Passage provided =>
┌────────

Large advertisers, particularly since the development of daily full page announcements by department stores, also insist at times, and not always ineffectually, upon exerting influence over news and editorial columns. A pitch of absurdity seldom realised in this connection was exemplified by the silence or approval with which the press of one of our largest cities, a single paper honourably excepted, treated the clearly mistaken philanthropy of a certain wealthy merchant who had established many distributing stations for sterilised, rather than Pasteurised milk. The paralysing effect of box office influence upon sincere and vigorous dramatic criticism is another deplorable instance of the same sort.

Finally there are papers which, however free they may keep themselves from outside interests, nevertheless represent the immediate political or economic ambitions of their owners. It is easy to exaggerate this abuse not only with regard to its present extent absolutely considered, but also with reference to its contemporary development as compared with the press of the past. In its earlier periods journalism was almost universally the tool of party. During the civil war,—the epoch of great editorial personalities,—political ambitions constantly invaded the sanctum with the result that the gross unfairness and bitter partisanship engendered by the times were doubly and trebly emphasised in the columns of the press. The new journalism which began its career about 1875 not only prints more news but prints it more fairly than the old school. Of course most of our papers are still the recognised organs of some party, but they are far from being servile and characterless advocates of every party policy. Moreover there is a considerable number of politically independent papers, some of which are avowedly so, while others are really so although they may still wear lightly some party emblem. Fearless, continued criticism of public abuses is more and more coming to be recognised as good policy both for a paper and for the commonweal.

└────────

Dataset section =>
┌────────

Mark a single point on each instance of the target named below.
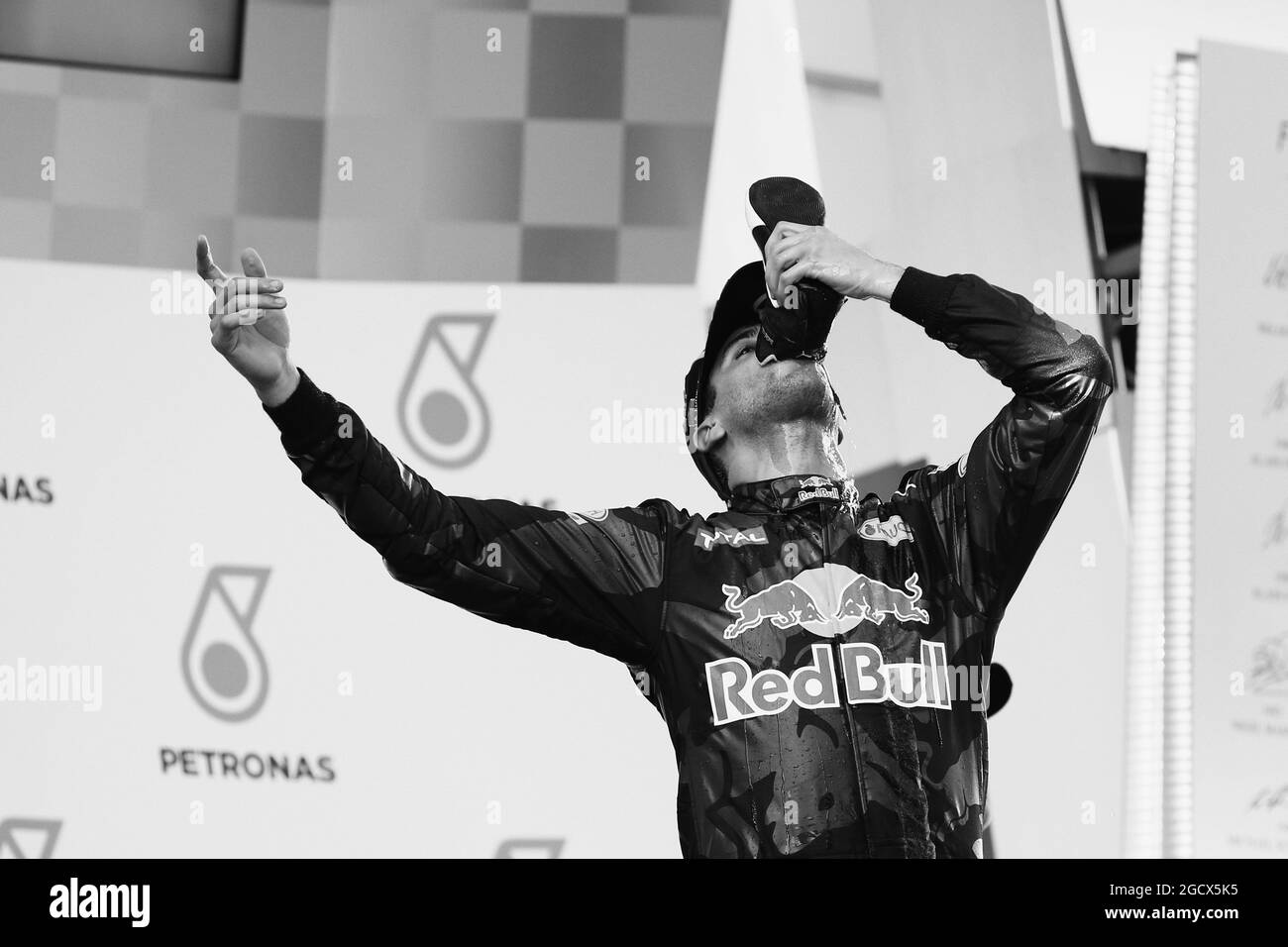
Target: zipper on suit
(823, 519)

└────────

What needs to be done =>
From the passage about newspapers above, quote the stretch that opens with the words containing "Large advertisers, particularly" and closes with "the same sort.".

Finished task =>
Large advertisers, particularly since the development of daily full page announcements by department stores, also insist at times, and not always ineffectually, upon exerting influence over news and editorial columns. A pitch of absurdity seldom realised in this connection was exemplified by the silence or approval with which the press of one of our largest cities, a single paper honourably excepted, treated the clearly mistaken philanthropy of a certain wealthy merchant who had established many distributing stations for sterilised, rather than Pasteurised milk. The paralysing effect of box office influence upon sincere and vigorous dramatic criticism is another deplorable instance of the same sort.